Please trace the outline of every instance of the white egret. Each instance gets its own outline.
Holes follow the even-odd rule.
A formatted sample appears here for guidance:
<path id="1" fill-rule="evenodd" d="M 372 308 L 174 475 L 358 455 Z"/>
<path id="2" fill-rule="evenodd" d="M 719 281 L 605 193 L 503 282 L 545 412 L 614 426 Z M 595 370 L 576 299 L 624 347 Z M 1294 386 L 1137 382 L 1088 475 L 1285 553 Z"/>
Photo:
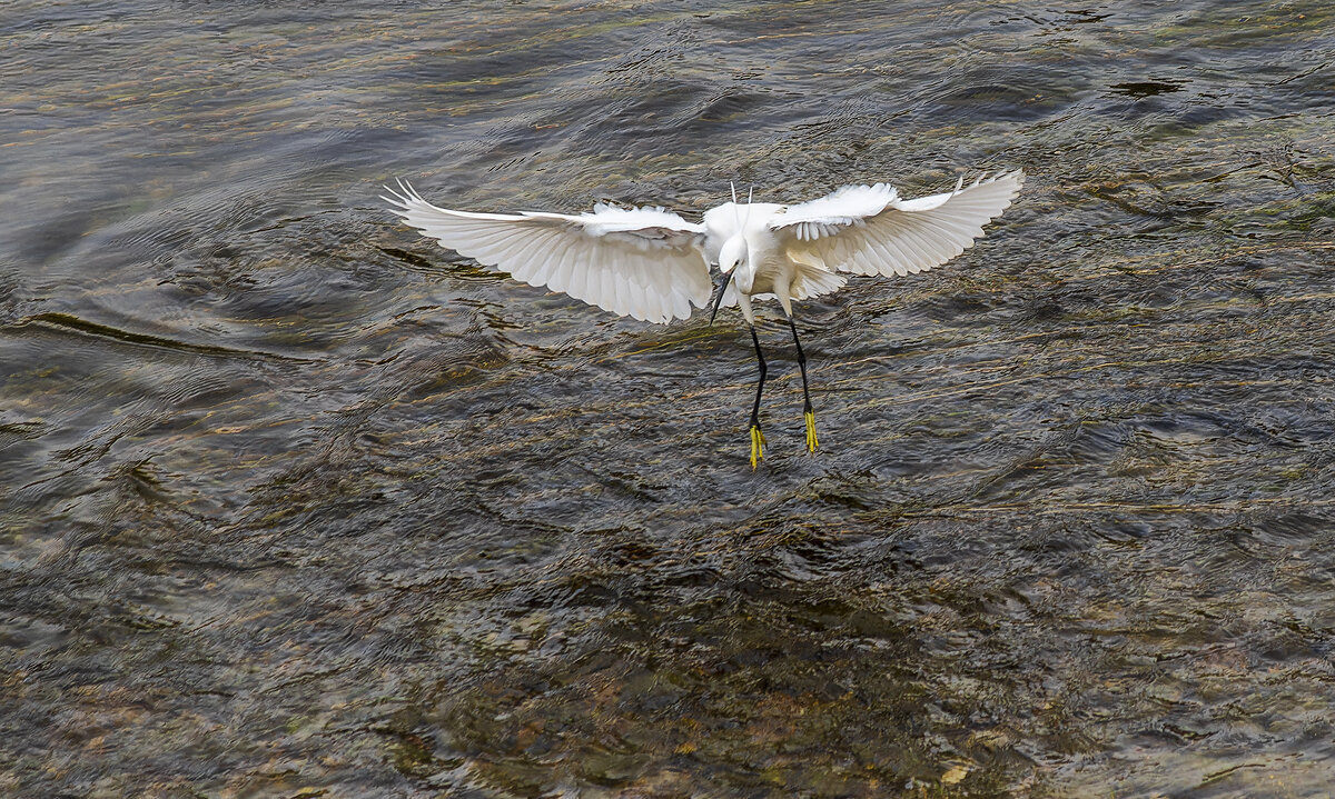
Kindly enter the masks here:
<path id="1" fill-rule="evenodd" d="M 900 199 L 884 183 L 848 185 L 830 195 L 782 205 L 724 203 L 701 223 L 663 208 L 594 205 L 570 216 L 526 211 L 475 213 L 439 208 L 411 185 L 387 188 L 394 212 L 425 236 L 478 263 L 509 272 L 530 285 L 545 285 L 622 316 L 668 323 L 709 304 L 709 267 L 722 272 L 714 295 L 720 305 L 738 305 L 750 328 L 760 381 L 752 406 L 752 468 L 764 458 L 760 397 L 765 355 L 756 335 L 752 300 L 777 299 L 793 331 L 802 372 L 806 448 L 816 451 L 816 412 L 806 384 L 806 356 L 793 321 L 793 300 L 837 291 L 841 272 L 909 275 L 943 264 L 973 245 L 983 225 L 1000 216 L 1020 192 L 1024 172 L 914 200 Z"/>

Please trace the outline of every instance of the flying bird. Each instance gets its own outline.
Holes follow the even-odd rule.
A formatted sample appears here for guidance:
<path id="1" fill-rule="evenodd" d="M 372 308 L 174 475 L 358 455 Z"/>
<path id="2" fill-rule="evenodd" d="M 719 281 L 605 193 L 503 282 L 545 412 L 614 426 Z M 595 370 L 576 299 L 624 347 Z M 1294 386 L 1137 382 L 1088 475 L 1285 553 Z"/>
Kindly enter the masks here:
<path id="1" fill-rule="evenodd" d="M 1020 192 L 1016 169 L 955 189 L 901 199 L 884 183 L 848 185 L 817 200 L 784 205 L 733 200 L 688 221 L 659 207 L 597 204 L 581 215 L 525 211 L 477 213 L 439 208 L 405 181 L 383 197 L 422 235 L 515 280 L 545 285 L 621 316 L 666 324 L 705 308 L 738 305 L 750 328 L 760 381 L 750 415 L 750 463 L 765 454 L 760 399 L 765 355 L 756 335 L 752 300 L 777 299 L 788 317 L 802 372 L 806 448 L 816 451 L 816 411 L 806 383 L 806 356 L 793 321 L 793 300 L 840 289 L 845 272 L 910 275 L 973 247 L 983 225 Z M 721 272 L 713 288 L 710 265 Z"/>

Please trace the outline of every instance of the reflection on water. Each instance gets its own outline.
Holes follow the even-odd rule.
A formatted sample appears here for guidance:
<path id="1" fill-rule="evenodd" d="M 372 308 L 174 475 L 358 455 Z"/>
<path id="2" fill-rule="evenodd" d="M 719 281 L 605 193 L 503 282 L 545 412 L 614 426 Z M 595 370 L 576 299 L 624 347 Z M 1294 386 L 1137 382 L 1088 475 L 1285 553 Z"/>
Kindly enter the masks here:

Goal - Copy out all of the lines above word for word, leaving out the pictures.

Task answer -
Please trace the outline of every instance of the white egret. Each instance gets its own outline.
Holes follow the even-odd rule.
A formatted sample appears here for guidance:
<path id="1" fill-rule="evenodd" d="M 372 308 L 174 475 L 358 455 Z"/>
<path id="2" fill-rule="evenodd" d="M 719 281 L 605 193 L 503 282 L 545 412 L 614 426 Z M 595 370 L 576 299 L 624 347 Z M 1294 386 L 1137 382 L 1088 475 L 1285 553 Z"/>
Photo:
Kindly enter the masks here:
<path id="1" fill-rule="evenodd" d="M 900 199 L 884 183 L 848 185 L 830 195 L 782 205 L 724 203 L 701 223 L 663 208 L 594 205 L 570 216 L 526 211 L 475 213 L 439 208 L 411 185 L 387 188 L 394 212 L 425 236 L 478 263 L 509 272 L 530 285 L 545 285 L 622 316 L 668 323 L 709 304 L 709 267 L 722 272 L 714 295 L 720 305 L 738 305 L 750 328 L 760 381 L 752 406 L 752 468 L 764 458 L 760 397 L 765 355 L 756 335 L 752 300 L 777 299 L 793 331 L 802 372 L 806 448 L 816 451 L 816 412 L 806 384 L 806 356 L 793 321 L 793 300 L 837 291 L 841 272 L 909 275 L 943 264 L 973 245 L 983 225 L 1000 216 L 1020 192 L 1024 172 L 914 200 Z"/>

Please trace the outline of every instance of the flying bird. Each instance gets its own outline.
Holes follow the even-odd rule.
A formatted sample appears here for guidance:
<path id="1" fill-rule="evenodd" d="M 372 308 L 174 475 L 358 455 Z"/>
<path id="2" fill-rule="evenodd" d="M 719 281 L 605 193 L 503 282 L 545 412 L 614 426 Z M 595 370 L 576 299 L 624 347 Z M 1294 386 L 1137 382 L 1088 475 L 1285 553 Z"/>
Kindly enter the masks here:
<path id="1" fill-rule="evenodd" d="M 1020 192 L 1016 169 L 955 189 L 901 199 L 884 183 L 848 185 L 817 200 L 784 205 L 733 200 L 688 221 L 659 207 L 597 204 L 581 215 L 525 211 L 477 213 L 439 208 L 405 181 L 383 197 L 422 235 L 515 280 L 545 285 L 621 316 L 666 324 L 705 308 L 738 305 L 750 328 L 760 381 L 750 415 L 750 463 L 765 454 L 760 399 L 765 355 L 756 335 L 752 300 L 777 299 L 788 317 L 802 372 L 806 448 L 816 451 L 816 411 L 806 383 L 806 356 L 793 321 L 793 300 L 840 289 L 845 272 L 910 275 L 973 247 L 983 225 Z M 721 272 L 713 288 L 710 265 Z"/>

Please trace the outline of every instance of the reflection on water. Each instance gets its own outline.
Holes follow the even-odd rule.
A formatted sample appears here for guidance:
<path id="1" fill-rule="evenodd" d="M 372 308 L 174 475 L 358 455 Z"/>
<path id="2" fill-rule="evenodd" d="M 719 281 L 605 193 L 503 282 L 545 412 L 614 426 Z M 595 370 L 576 299 L 624 347 Z M 1294 386 L 1137 382 L 1088 475 L 1285 553 Z"/>
Kindly enter the masks here:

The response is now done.